The Code of Federal Regulations governing noncitizens' removal proceedings provides that "[j]urisdiction vests, and proceedings before an Immigration Judge commence, when a charging document is filed with the Immigration Court . . .." 8 C.F.R. § 1003.14(a). The Immigration Reform and Immigrant Responsibility Act of 1996 ("IRRIRA") provides that a Notice to Appear must specify "the time and place at which the proceedings will be held." 8 U.S.C. § 1229(a)(1)(G)(i). The applicable regulation identifying the requirements for a Notice to Appear, however, does not require that the Notice to Appear include the time and place for the removal proceeding. See 8 C.F.R. § 1003.15. The regulation provides that "[f]ailure to provide any of these items shall not be construed as affording the alien any substantive or procedural rights." 8 C.F.R. § 1003.15(c) (emphasis added).
Some courts have questioned whether the term "jurisdiction" in § 1003.14 refers to subject matter jurisdiction, personal jurisdiction, or something else. See, e.g., U.S. v. Hernandez-Lopez, 2018 WL 6313292, *4 n.6 (W.D. Tex. Dec. 3, 2018), and cases discussed therein.
After the Supreme Court issued its decision in Pereira, the Fifth Circuit stated in a footnote in a published opinion that the Supreme Court's Pereira decision applies to cancellation applications, not to other immigration proceedings. See Mauricio- Benitez v. Sessions, 908 F.3d 144, 148 n.1 (5th Cir. 2018). The Fifth Circuit in that case favorably cited district court cases holding that Pereira does not apply beyond the stop-time rule context. See id.

**YOUR TASKS:**
a. In the entries below, rewrite the stretch from the line containing "tree** | outline" through the line containing "408 700 L 433" as a numbered list, leaving out any blank lines.
b. Extend the excerpt on immigration court jurisdiction and Notices to Appear, picking up after its last sentence.

**DATASET:**
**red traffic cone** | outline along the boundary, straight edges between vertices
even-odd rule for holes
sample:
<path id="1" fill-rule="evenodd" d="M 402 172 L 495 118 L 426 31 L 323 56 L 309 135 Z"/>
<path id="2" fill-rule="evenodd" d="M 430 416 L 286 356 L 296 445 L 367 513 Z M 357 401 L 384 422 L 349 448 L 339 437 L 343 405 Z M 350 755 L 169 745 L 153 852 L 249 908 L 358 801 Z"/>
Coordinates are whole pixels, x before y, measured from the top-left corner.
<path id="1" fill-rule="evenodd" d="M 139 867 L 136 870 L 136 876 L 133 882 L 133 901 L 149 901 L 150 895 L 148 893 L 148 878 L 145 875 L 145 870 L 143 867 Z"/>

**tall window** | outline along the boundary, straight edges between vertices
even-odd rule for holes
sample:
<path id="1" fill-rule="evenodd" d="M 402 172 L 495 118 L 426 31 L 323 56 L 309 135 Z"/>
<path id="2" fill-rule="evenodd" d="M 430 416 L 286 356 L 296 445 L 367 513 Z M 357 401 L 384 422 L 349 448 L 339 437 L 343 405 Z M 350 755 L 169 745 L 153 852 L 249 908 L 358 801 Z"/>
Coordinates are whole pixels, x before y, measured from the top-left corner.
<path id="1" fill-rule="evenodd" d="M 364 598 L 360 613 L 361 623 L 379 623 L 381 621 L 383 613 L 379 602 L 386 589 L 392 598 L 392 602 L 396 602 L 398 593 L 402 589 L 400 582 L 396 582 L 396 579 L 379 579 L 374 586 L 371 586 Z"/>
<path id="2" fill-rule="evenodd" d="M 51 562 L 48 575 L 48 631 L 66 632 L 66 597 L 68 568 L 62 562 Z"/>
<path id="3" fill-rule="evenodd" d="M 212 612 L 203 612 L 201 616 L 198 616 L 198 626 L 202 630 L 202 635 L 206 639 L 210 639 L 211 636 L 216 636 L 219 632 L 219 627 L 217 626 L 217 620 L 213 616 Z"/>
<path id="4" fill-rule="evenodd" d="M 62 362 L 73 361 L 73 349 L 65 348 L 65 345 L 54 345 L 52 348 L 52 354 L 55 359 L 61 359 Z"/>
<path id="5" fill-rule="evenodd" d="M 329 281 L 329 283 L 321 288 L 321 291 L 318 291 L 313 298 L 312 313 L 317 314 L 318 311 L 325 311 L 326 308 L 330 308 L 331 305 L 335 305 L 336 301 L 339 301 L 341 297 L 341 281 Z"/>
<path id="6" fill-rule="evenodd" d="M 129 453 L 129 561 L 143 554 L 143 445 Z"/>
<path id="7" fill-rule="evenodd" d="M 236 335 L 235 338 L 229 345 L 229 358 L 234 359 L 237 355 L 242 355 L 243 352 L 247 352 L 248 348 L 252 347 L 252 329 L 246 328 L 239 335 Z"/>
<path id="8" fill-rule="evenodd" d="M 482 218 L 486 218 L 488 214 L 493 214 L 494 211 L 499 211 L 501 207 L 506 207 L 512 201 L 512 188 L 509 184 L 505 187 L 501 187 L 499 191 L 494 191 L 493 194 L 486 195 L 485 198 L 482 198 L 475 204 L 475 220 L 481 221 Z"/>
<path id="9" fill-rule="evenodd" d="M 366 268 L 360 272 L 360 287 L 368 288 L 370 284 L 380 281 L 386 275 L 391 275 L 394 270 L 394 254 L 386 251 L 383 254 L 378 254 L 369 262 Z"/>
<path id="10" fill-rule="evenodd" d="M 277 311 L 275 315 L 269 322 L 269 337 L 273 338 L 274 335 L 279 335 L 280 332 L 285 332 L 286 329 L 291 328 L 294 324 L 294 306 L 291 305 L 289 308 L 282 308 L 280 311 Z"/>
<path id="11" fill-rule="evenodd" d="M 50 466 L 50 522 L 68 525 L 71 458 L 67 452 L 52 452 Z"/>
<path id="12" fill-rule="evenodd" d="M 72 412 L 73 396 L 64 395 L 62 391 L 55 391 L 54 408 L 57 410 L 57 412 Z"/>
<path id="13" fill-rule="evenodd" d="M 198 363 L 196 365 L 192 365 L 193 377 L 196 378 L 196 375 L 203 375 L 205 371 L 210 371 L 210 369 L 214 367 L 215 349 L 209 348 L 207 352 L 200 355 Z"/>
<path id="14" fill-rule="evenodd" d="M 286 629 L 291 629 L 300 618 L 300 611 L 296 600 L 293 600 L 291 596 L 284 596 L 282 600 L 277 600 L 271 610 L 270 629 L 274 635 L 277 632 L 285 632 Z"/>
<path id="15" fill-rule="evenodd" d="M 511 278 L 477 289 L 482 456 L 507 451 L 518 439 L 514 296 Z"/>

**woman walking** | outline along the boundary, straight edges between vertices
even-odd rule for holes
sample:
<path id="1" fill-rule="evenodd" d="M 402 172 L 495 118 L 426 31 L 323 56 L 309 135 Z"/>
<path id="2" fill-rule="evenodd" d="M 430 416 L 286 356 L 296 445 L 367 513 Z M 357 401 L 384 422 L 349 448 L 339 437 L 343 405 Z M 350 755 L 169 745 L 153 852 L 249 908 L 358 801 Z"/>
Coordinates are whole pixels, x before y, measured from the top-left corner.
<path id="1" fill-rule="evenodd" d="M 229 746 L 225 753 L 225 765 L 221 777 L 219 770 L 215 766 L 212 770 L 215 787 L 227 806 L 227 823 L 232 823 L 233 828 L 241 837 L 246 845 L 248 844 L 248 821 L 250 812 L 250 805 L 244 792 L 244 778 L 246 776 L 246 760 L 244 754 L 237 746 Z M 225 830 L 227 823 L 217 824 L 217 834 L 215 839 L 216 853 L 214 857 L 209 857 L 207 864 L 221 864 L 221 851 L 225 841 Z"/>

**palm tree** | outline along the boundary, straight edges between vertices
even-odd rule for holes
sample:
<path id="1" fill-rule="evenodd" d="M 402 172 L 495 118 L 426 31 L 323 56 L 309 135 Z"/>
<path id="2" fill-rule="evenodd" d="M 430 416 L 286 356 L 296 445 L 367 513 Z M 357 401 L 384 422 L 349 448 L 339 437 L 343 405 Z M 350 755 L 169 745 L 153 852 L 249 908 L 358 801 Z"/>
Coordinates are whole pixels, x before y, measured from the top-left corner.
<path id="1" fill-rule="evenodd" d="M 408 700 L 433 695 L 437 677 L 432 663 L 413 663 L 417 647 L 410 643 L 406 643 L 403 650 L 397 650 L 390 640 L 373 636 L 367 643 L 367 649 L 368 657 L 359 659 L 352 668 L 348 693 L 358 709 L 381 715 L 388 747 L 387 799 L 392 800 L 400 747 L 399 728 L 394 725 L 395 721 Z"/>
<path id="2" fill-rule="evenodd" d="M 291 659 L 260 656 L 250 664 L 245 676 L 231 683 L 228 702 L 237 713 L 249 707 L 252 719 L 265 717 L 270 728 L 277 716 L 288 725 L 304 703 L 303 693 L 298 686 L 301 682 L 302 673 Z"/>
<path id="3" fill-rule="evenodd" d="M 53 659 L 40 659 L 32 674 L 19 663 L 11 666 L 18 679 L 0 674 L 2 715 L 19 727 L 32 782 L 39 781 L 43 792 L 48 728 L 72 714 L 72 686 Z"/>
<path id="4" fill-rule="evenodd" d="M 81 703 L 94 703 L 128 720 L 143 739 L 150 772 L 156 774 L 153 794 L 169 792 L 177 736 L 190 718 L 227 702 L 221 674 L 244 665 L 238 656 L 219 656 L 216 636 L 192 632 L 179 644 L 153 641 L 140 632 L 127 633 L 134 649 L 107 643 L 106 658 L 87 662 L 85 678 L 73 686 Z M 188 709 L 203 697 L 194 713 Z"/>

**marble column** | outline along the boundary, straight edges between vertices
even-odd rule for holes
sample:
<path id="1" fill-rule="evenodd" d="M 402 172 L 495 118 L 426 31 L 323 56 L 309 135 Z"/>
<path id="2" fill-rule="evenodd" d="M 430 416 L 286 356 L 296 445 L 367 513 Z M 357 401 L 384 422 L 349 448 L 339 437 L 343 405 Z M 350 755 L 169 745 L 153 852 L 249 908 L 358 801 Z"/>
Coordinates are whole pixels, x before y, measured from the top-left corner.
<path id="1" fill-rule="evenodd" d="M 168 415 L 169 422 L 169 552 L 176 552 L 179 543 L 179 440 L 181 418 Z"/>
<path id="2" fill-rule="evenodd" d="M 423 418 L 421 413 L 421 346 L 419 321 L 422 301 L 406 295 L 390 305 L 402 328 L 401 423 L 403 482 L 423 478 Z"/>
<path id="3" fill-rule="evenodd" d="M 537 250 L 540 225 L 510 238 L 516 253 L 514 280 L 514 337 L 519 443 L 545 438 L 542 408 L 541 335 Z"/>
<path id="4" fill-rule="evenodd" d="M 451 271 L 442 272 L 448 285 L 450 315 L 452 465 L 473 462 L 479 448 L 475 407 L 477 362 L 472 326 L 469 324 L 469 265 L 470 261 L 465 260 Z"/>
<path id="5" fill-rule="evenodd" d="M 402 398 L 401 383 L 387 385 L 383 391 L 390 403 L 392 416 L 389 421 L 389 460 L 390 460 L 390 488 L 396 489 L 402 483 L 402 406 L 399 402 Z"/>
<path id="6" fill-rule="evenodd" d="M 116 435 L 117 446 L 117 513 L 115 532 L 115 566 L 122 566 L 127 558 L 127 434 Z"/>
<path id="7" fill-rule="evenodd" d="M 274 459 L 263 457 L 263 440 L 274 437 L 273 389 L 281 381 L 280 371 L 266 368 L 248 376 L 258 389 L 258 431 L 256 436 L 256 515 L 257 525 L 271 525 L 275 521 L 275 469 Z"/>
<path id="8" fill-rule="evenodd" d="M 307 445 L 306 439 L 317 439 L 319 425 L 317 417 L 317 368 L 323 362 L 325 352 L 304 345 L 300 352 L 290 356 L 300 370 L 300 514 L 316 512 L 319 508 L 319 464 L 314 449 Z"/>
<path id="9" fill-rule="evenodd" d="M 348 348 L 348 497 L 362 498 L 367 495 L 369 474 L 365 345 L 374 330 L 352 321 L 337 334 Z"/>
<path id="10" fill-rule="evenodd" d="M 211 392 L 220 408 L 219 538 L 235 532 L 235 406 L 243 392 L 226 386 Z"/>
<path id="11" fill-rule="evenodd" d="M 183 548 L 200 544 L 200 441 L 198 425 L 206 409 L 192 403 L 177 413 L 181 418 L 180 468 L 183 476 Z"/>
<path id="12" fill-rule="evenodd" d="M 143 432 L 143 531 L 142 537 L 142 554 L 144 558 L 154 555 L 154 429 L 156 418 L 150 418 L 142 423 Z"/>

**ANSWERS BELOW:**
a.
1. **palm tree** | outline along the boundary, straight edges between vertices
2. even-odd rule for holes
3. sample:
4. <path id="1" fill-rule="evenodd" d="M 402 172 L 495 118 L 426 31 L 323 56 L 309 135 Z"/>
5. <path id="2" fill-rule="evenodd" d="M 430 416 L 286 356 L 296 445 L 367 513 Z M 357 401 L 384 422 L 349 448 L 339 437 L 343 405 Z M 350 755 L 169 745 L 153 852 L 249 908 L 358 801 Z"/>
6. Coordinates are whole pixels, x before y, measured from the top-left corner.
7. <path id="1" fill-rule="evenodd" d="M 408 700 L 433 695 L 437 677 L 432 663 L 413 663 L 417 647 L 410 643 L 406 643 L 403 650 L 397 650 L 390 640 L 373 636 L 367 643 L 367 649 L 368 657 L 359 659 L 352 668 L 348 693 L 358 709 L 381 715 L 388 747 L 387 799 L 392 800 L 400 747 L 399 728 L 394 725 L 395 721 Z"/>

b.
The Court need not decide whether Pereira applies to a Notice to Appear for purposes other than the stop-time rule. In a prosecution for illegal reentry under 8 U.S.C. § 1326(a), an unlawful removal order can satisfy the element of a prior order of exclusion, deportation, or removal. See United States v. Mendoza-Lopez, 481 U.S. 828, 835 (1987) (noting that the language of the statute does not require that the underlying deportation order be "lawful"); see also United States v. Sandoval-Cordero, ___ F. Supp. 3d ___, 2018 WL 6253251, *6 (W.D. Tex. 2018) (the "Supreme Court has rejected the argument that only a 'lawful' removal may support a § 1326 prosecution"). Indeed, the § 1326(d) requirements for a challenge to an underlying removal order "necessarily contemplates flawed or invalid removal proceedings serving as the predicate 'prior removal' in § 1326 prosecutions." United States v. Hernandez-Lopez, 2018 WL 6313292, *3 (W.D. Tex. Dec. 3, 2018). Therefore, Defendant can challenge the 2004 removal order in this case only if he satisfies the requirements of § 1326(d).
In a criminal proceeding under § 1326, the defendant may not challenge the validity of the underlying removal order unless he demonstrates that (1) he has exhausted any administrative remedies that may have been available to seek relief against the order; (2) the removal proceedings resulting in the order deprived the defendant of the opportunity for judicial review; and (3) the entry of the underlying order was fundamentally unfair. See 8 U.S.C. § 1326(d); see also United States v. Lopez-Ortiz, 313 F.3d 225, 229 (5th Cir. 2002). If the defendant fails to establish any one prong of the three-part test, the Court need not consider the others. See United States v. Mendoza-Mata, 322 F.3d 829, 832 (5th Cir. 2003).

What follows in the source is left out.